RETOS
#1 Transcribe del fragmento del documento el pasaje que empieza con "Aunque la esclavitud" y continúa hasta "entorno del museo.".
#2 Según el fragmento del documento, ¿cuántas denuncias por intolerancia religiosa se registraron en Brasil en 2016?

FRAGMENTO DEL DOCUMENTO
- - - -

También han crecido las agresiones verbales, “por suerte ninguna física”, a quienes practican candomblé o la capoeira. Los más radicales fieles de las iglesias neopentecostales, “no todos”, expresan abiertamente su rechazo a este tipo de cultos.

“Es rutinario que nos digan que eso son cosas del demonio”, lamenta Adilson De Almeida. Jardinero, maestro de capoeira y activista por la memoria histórica del movimiento negro, es el guardián del quilombo de Camorim. Cuenta también que ha sufrido racismo en el pasado, cuando le vetaron de un empleo de jardinero por usar rastas cuando ya había sido seleccionado.

En Brasil se registraron 300 denuncias por intolerancia religiosa en 2016. Es habitual que las religiones africanistas sean víctimas de estos ataques. En 2015, una niña de 11 años recibió pedradas en la cabeza de radicales evangélicos al salir de un culto de candomblé.

Aunque la esclavitud fue abolida hace 129 años en Brasil, la violencia y la desmemoria persiguen a los afrodescendientes. Esta semana, el líder de la extrema derecha brasileña Jair Bolsonaro (segundo en las encuestas para la presidencia de 2018), aseguró en un acto que los quilombolas "no sirven ni para procrear".

Ante este tipo de ataques y discriminación, el museo y los quilombos son armas para mantener viva la llama de un pasado que nunca debería repetirse.

“No queremos un circo de los horrores”

En el interior del Instituto Pretos Novos apenas hay un par de fosas comunes expuestas. Pero sus responsables calculan que los restos de unos 60.000 esclavos podrían estar bajo el suelo de los barrios portuarios de la ciudad y, en concreto, en el entorno del museo.

- - - -

EXTRACTO DE DATOS
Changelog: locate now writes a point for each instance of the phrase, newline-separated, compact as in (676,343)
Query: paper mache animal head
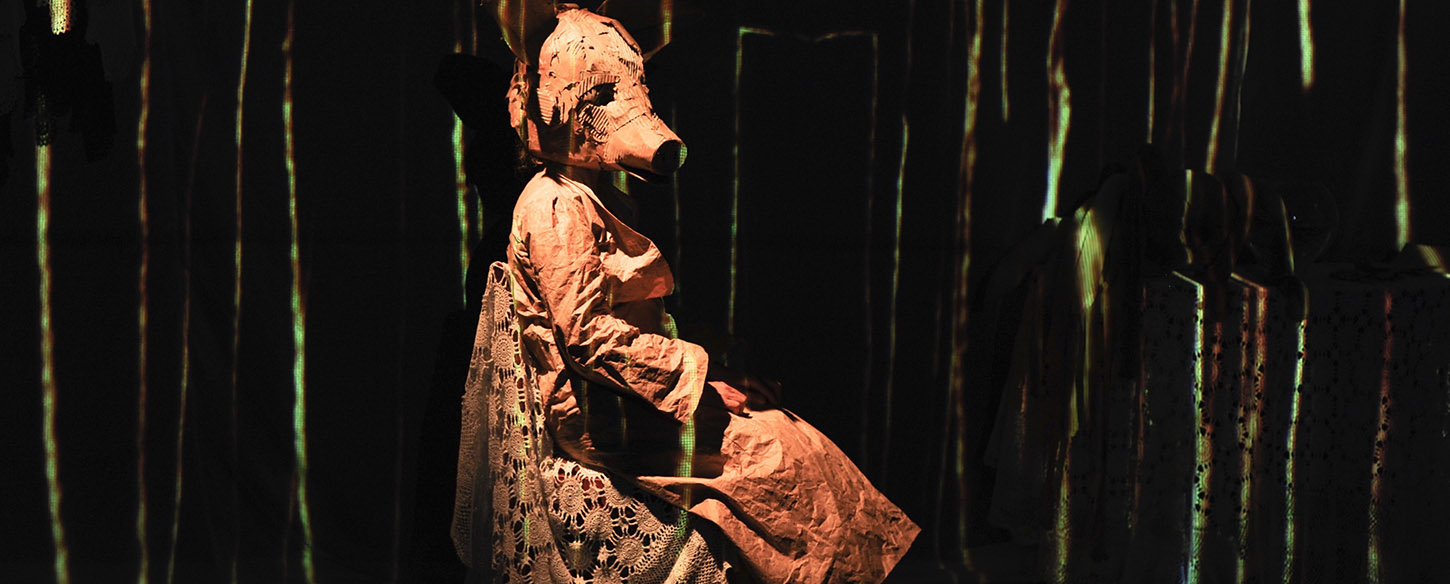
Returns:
(577,96)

- - - -

RESPUESTAS DEL EJERCICIO
#1
Aunque la esclavitud fue abolida hace 129 años en Brasil, la violencia y la desmemoria persiguen a los afrodescendientes. Esta semana, el líder de la extrema derecha brasileña Jair Bolsonaro (segundo en las encuestas para la presidencia de 2018), aseguró en un acto que los quilombolas "no sirven ni para procrear".

Ante este tipo de ataques y discriminación, el museo y los quilombos son armas para mantener viva la llama de un pasado que nunca debería repetirse.

“No queremos un circo de los horrores”

En el interior del Instituto Pretos Novos apenas hay un par de fosas comunes expuestas. Pero sus responsables calculan que los restos de unos 60.000 esclavos podrían estar bajo el suelo de los barrios portuarios de la ciudad y, en concreto, en el entorno del museo.

#2 Se registraron 300 denuncias.